* AUSZUG:
┌──
Die alte Regierung hat gebummelt und geschummelt, Pflichtstoff ignoriert und kaum eine Hausaufgabe gemacht. Durch diese vielen Versäumnisse steigen die Emissionen statt zu sinken. Der Anteil erneuerbarer Energien wurde erhöht, aber leider weit unter den Möglichkeiten. Das Weltklasseniveau konnte so leider nicht gehalten werden. Das muss sich ändern. Aber dalli!

Die neue Regierung wird einiges nachholen müssen. Oberste Priorität hat der Kohleausstieg : Er muss sofort eingeleitet werden – und bis spätestens 2030 abgeschlossen sein. Der Anfang ist leicht, in dem man die ältesten und ineffizientesten Kohlekraftwerke sofort abschaltet. Sie sind schlichtweg überflüssig und wurden die letzten Jahre nur aus Angst um Wählerstimmen laufen gelassen. Das hat eh nicht geklappt, jetzt kann man die CO2-Schleudern auch abschalten.

Einspar- und Wachstumspotenzial

Nur so wird man das Klimaziel – 40 Prozent Emissionsminderung bis 2020 – überhaupt noch erreichen können, da alles andere deutlich länger als zwei Jahre dauert. Trotzdem gilt es auch bei der Energieeffizienz von Gebäuden und einer nachhaltigen Verkehrswende keine Zeit zu verlieren. Mit beidem könnte sich die neue Regierung leicht Sporen verdienen, denn hier liegt gleichzeitig Einspar- und Wachstumspotenzial. Wenn es gelingt, durch kluge Förderung die Heizkosten von Wohnungen zu senken, reduziert sich nicht nur die „zweite Miete“ Wohnnebenkosten, sondern es profitiert auch die Baubranche. Und mit einer nachhaltigen Verkehrspolitik könnte die künftige Regierung nicht nur die Staus von den Straßen, sondern auch die in den Köpfen auflösen: Denn Ladestationen und Glasfasernetz, Carsharing und Industrie 4.0, E-Mobility und E-Learning sind aus dem gleichen Geist des 21. Jahrhunderts geschnitzt.

Im nächsten Koalitionsvertrag könnten und müssten also Klimaziele und Kohleausstieg verbindlich festgeschrieben sein, ebenso wie ein Maßnahmenplan zur Digitalisierung und Verkehrswende. Wer will, findet Wege; wer nicht will, findet Gründe.

Das starke Abschneiden der AfD – und die damit verbundene Reaktion der Alt-Parteien – ist allerdings ein Desaster für den Umwelt- und Klimaschutz. Statt zum Beißreflex, um die absurde Theorien abzuwehren, neigen manche Politiker nämlich aus plumpem Futterneid zur spontanen Nachahmung. Die einfältige Chamäleon-Methode hätte für die Klima- und Energiepolitik schlimme Folgen. Wie keine andere Partei steht die AfD für eine rückwärtsgewandte Energiepolitik. Sie ist wissenschaftsfeindlich und Fakten-resistent. Wenn FDP und CDU/CSU – wie im Wahlkampf leider immer wieder angedeutet – nun meinen, der AfD die Butter vom Brot nehmen zu können, indem sie dasselbe ranzige Brot auftischen, dann werden sie in punkto Klimaschutz und Zukunftsfähigkeit großen Schaden anrichten.
└──
* MATERIAL:
┌──
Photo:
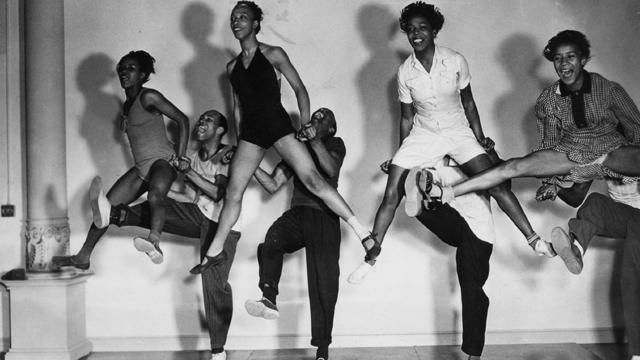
└──
* PFLICHTAUFGABE:
Gib den Auszug zur Klimapolitik zwischen „Das starke Abschneiden“ und „großen Schaden anrichten.“ einschließlich dieser beiden Stellen wortgetreu wieder.

* FERTIGE ANTWORT:
Das starke Abschneiden der AfD – und die damit verbundene Reaktion der Alt-Parteien – ist allerdings ein Desaster für den Umwelt- und Klimaschutz. Statt zum Beißreflex, um die absurde Theorien abzuwehren, neigen manche Politiker nämlich aus plumpem Futterneid zur spontanen Nachahmung. Die einfältige Chamäleon-Methode hätte für die Klima- und Energiepolitik schlimme Folgen. Wie keine andere Partei steht die AfD für eine rückwärtsgewandte Energiepolitik. Sie ist wissenschaftsfeindlich und Fakten-resistent. Wenn FDP und CDU/CSU – wie im Wahlkampf leider immer wieder angedeutet – nun meinen, der AfD die Butter vom Brot nehmen zu können, indem sie dasselbe ranzige Brot auftischen, dann werden sie in punkto Klimaschutz und Zukunftsfähigkeit großen Schaden anrichten.